* Task description *
Rewrite everything from the line containing "Exercise. Tag every instance of the puppy's nose" down to the line containing "Exercise. Tag every instance of the crumpled", both included, keeping each request unchanged and scaling every pixel coordinate in the answers by 0.6, rounded to whole numbers with halves going up. Output only those lines.

* Raw records *
◆ ◆ ◆

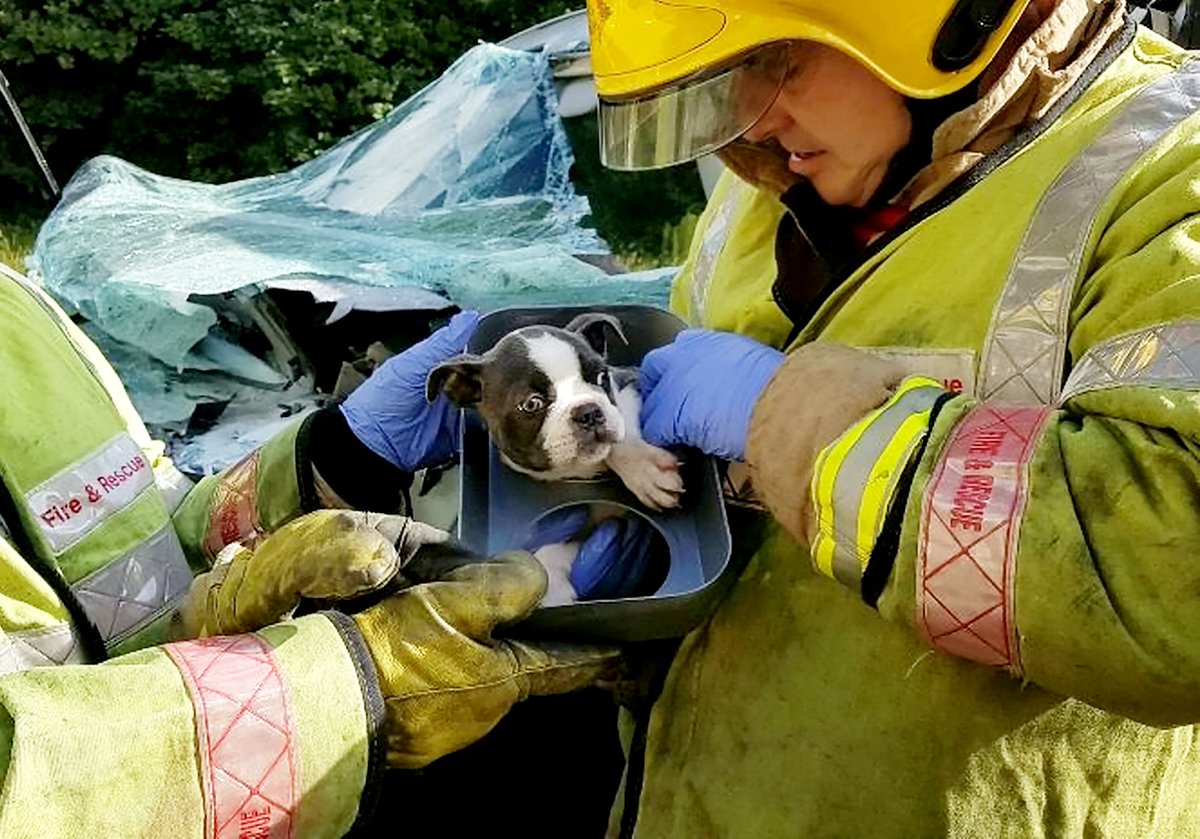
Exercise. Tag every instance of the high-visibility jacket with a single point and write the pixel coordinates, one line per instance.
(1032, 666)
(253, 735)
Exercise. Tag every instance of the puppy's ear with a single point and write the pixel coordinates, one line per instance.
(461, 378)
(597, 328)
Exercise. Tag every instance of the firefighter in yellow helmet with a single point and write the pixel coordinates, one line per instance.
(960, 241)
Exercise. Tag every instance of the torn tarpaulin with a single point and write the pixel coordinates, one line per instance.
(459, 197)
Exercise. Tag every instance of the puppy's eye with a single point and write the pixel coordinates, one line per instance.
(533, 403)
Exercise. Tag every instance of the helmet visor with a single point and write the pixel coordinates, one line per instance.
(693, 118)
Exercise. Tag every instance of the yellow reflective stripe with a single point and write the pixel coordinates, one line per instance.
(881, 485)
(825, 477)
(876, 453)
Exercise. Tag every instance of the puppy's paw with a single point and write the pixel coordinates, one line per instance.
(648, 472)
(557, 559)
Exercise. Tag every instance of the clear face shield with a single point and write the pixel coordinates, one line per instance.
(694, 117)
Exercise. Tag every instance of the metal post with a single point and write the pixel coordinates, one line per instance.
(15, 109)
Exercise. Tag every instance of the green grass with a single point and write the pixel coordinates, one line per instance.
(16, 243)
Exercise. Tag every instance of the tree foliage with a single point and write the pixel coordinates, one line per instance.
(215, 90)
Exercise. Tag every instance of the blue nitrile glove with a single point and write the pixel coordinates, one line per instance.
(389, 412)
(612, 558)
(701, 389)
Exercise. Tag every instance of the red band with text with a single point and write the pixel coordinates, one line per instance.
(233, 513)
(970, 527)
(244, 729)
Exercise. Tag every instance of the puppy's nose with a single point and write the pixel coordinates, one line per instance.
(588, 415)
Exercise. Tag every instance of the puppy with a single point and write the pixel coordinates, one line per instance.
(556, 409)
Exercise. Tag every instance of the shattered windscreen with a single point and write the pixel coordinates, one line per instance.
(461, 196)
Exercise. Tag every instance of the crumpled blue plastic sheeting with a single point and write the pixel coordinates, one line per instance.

◆ ◆ ◆

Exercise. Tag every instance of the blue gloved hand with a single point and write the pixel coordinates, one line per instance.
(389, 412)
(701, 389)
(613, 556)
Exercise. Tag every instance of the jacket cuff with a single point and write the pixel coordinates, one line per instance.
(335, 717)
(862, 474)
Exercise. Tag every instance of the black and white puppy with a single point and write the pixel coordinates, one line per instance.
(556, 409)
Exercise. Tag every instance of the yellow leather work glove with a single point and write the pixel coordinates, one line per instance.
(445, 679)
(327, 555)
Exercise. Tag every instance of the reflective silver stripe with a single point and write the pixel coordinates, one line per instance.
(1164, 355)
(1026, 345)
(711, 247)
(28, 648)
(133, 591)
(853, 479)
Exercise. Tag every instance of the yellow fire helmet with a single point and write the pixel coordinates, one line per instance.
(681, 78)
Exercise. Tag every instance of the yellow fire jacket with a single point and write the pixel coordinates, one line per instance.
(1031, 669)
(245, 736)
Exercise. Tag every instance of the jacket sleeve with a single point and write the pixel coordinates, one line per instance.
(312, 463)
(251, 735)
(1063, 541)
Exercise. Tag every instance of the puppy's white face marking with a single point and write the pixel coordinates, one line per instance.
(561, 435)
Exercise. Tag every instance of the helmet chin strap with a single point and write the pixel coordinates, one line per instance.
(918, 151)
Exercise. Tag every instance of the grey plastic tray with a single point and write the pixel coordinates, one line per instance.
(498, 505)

◆ ◆ ◆

* Answer for this exercise *
Exercise. Tag every instance of the puppy's nose with a single point and write the pixel coordinates, one line per instance.
(353, 249)
Exercise. Tag every instance of the puppy with a single point and write the pixel coordinates, one line per instance.
(334, 245)
Exercise. Tag every instance of the shattered windscreen with a single point and write the pixel coordinates, one line per instance.
(277, 118)
Exercise. Tag every instance of the crumpled blue plastic sheeting with a single point and write the pixel coordinates, one line per instance.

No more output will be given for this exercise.